### Provided records
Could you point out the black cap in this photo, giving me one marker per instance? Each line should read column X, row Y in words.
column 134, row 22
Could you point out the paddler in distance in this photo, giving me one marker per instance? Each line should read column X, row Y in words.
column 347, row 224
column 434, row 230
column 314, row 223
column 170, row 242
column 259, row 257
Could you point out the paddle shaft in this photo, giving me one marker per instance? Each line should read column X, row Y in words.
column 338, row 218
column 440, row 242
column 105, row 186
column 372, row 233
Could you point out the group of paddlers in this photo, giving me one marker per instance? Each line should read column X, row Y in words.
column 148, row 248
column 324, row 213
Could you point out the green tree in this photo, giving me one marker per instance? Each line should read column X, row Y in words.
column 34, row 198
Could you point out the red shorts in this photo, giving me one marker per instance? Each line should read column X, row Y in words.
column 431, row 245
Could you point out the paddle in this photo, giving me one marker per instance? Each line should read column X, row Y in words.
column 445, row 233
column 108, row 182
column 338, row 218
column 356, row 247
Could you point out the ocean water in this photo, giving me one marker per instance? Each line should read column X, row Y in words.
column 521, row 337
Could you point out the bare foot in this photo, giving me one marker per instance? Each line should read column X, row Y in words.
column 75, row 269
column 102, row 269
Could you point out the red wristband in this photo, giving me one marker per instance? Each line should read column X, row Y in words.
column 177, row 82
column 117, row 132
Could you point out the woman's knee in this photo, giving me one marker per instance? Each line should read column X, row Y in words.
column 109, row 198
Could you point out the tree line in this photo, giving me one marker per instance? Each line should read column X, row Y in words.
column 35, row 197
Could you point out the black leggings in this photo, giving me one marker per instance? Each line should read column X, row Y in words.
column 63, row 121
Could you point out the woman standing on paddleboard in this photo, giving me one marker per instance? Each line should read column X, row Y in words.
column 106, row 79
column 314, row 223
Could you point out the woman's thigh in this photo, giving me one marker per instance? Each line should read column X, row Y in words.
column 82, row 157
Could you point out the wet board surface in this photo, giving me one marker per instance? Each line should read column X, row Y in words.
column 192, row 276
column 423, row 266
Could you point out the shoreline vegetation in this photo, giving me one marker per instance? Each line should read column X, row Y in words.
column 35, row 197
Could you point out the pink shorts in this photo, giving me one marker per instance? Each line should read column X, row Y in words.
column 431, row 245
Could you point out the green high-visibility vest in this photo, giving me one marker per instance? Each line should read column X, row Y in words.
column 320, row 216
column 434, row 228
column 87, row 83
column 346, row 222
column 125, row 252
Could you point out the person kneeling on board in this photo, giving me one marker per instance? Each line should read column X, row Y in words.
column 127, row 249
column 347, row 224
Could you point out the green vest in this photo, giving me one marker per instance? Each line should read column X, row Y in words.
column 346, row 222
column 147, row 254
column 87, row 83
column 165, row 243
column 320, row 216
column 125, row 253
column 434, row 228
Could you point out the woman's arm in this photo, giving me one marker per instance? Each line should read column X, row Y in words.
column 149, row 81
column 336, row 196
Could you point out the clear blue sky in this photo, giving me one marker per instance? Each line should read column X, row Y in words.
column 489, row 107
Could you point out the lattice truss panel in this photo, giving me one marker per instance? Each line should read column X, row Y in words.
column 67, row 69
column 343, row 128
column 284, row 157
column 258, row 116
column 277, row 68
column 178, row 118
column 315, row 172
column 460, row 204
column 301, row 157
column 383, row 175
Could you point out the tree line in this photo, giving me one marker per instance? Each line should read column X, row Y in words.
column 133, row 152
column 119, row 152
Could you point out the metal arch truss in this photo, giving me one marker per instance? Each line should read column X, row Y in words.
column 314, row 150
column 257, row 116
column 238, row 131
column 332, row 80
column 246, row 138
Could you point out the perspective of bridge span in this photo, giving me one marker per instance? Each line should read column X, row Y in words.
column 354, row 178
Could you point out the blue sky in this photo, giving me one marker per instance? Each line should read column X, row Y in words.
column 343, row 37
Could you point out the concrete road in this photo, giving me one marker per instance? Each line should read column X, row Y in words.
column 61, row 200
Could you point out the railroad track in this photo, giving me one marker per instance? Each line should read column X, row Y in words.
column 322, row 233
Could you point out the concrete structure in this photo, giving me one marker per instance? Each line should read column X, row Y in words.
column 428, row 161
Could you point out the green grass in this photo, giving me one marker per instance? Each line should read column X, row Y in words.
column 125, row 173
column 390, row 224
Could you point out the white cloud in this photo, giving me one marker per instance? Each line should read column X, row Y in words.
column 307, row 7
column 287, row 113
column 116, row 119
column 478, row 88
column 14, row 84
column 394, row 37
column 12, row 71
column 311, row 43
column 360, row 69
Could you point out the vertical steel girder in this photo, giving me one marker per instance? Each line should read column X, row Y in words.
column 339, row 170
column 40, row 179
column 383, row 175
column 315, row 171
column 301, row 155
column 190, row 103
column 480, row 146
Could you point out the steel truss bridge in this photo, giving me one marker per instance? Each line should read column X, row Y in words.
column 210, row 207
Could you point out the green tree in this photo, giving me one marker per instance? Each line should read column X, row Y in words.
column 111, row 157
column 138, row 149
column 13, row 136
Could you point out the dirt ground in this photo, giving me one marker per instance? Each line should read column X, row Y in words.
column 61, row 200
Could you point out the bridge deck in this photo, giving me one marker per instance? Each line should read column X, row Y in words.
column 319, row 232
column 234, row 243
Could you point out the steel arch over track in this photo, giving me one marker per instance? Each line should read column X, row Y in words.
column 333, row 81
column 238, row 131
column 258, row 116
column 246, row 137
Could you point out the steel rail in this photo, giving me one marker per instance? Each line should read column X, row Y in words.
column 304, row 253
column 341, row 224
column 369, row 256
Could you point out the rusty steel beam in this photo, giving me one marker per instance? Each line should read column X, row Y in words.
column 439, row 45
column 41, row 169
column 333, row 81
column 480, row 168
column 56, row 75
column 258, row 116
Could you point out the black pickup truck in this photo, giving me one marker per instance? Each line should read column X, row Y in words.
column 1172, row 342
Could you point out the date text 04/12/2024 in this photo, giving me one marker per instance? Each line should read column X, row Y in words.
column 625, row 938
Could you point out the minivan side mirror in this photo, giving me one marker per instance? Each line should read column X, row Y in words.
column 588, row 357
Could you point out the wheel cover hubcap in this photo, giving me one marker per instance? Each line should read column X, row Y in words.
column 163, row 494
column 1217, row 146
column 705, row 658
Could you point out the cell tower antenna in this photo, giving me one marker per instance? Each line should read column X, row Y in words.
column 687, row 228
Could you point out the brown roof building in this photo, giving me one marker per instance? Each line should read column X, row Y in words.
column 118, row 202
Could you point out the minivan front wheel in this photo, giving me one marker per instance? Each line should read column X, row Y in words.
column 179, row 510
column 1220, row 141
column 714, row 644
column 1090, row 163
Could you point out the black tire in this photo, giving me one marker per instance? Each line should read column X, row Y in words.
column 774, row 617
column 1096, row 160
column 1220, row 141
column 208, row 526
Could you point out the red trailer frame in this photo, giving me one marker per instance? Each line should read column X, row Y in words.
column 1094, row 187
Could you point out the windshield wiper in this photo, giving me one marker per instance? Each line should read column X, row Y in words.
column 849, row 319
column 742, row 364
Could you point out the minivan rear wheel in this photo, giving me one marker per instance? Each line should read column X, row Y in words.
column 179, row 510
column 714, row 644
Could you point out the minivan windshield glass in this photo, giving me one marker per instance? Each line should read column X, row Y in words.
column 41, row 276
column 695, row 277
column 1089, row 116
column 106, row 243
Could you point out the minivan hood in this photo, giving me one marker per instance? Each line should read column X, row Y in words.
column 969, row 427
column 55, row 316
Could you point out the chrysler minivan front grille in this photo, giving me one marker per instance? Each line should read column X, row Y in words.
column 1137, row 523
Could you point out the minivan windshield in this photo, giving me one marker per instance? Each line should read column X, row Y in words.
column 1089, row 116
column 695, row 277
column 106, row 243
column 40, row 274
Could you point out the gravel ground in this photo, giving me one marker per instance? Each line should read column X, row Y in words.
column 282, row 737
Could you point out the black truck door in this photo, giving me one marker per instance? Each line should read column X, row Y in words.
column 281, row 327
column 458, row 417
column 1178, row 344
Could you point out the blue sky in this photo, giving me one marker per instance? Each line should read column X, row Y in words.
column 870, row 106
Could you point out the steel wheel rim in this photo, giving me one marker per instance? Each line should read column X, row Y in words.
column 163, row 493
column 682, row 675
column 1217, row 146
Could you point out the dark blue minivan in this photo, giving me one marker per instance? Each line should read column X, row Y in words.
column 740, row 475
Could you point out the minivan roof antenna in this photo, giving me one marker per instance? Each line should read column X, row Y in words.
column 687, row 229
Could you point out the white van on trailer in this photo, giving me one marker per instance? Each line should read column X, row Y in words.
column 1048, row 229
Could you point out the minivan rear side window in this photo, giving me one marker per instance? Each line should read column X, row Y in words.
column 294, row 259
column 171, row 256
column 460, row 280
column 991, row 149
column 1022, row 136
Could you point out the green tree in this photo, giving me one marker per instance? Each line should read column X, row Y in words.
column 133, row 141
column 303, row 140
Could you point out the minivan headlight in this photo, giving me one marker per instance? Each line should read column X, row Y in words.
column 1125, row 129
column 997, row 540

### Work to be completed
Starting at the line that contains "Could you point out the rusty" and ending after the line that contains "column 208, row 526", repeat those lines of the records word for word.

### Complete answer
Could you point out the rusty steel beam in this photo, giving me one marker per instance? Each line should read column X, row Y in words.
column 439, row 45
column 41, row 169
column 333, row 81
column 480, row 168
column 56, row 75
column 258, row 116
Could you point out the black pickup truck in this photo, giving me one marker per instance? Each line should read column X, row Y in words.
column 1172, row 342
Could you point out the date text 04/12/2024 in this photo, giving me one marker per instance? Each line should read column X, row Y in words.
column 625, row 938
Could you point out the minivan side mirror in this photo, giving me one marker per instance? Each line should read column X, row Y in words.
column 588, row 357
Could you point out the wheel cover hubcap in this photo, giving me one marker per instance? Each line should read column X, row Y in words.
column 163, row 494
column 1217, row 146
column 705, row 658
Could you point out the cell tower antenna in this photo, giving me one marker per instance? Each line should read column X, row Y in words.
column 687, row 228
Could you point out the brown roof building in this photo, giving me one marker per instance? Each line should read column X, row Y in words.
column 118, row 202
Could you point out the minivan front wheel in this photo, giving me one marker per instance? Each line should read column X, row Y in words.
column 179, row 510
column 1220, row 141
column 714, row 644
column 1090, row 163
Could you point out the black tire in this photo, giving me one marker per instance? Each line should read column X, row Y in words.
column 774, row 617
column 1096, row 160
column 1220, row 141
column 208, row 526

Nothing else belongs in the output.